In the records below, find the line containing "of the grey"; copy exactly that line and all lines after it to the end, and nothing else.

> _Stored entries_:
══════════════════════════════
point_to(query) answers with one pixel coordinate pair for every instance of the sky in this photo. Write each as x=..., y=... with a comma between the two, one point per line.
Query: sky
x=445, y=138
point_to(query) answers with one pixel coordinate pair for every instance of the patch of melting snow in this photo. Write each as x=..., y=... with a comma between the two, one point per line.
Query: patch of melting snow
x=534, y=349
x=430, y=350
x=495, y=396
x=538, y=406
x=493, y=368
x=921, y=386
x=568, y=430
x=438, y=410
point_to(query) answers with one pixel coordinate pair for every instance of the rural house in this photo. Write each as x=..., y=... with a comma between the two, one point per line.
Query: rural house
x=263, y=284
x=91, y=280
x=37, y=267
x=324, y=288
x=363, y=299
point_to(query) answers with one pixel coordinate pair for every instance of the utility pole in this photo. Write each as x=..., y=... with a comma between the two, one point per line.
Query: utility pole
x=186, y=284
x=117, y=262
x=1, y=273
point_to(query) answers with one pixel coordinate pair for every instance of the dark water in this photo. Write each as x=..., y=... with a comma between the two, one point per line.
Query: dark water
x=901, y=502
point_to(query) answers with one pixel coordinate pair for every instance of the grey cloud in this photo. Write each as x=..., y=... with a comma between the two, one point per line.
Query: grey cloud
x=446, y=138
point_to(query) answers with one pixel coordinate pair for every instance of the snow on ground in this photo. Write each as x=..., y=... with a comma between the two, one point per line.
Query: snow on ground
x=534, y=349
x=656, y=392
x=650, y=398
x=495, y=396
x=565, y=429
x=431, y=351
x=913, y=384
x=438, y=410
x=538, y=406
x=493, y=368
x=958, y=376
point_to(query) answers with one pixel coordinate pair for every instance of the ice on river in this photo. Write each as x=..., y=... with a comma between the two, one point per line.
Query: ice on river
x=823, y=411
══════════════════════════════
> _THE COMPLETED TASK_:
point_to(query) answers with one pixel coordinate pair for every instance of the grey cloud in this photo. Write each as x=..., y=... with a comma between the two, one point per line.
Query: grey cloud
x=446, y=138
point_to(query) answers with one pixel coordinate pair for every instance of the snow on ground in this photo. Write each as x=..., y=... with a comma between the two, one point per line.
Query: snow on ground
x=534, y=349
x=656, y=392
x=650, y=398
x=495, y=396
x=565, y=429
x=431, y=351
x=913, y=384
x=438, y=410
x=538, y=406
x=493, y=368
x=958, y=376
point_to(query) answers with one pixel coordinate pair for every instance of the ice on river in this photo. Write each as x=..., y=... with a comma between the two, one point per line.
Query: ice on river
x=823, y=411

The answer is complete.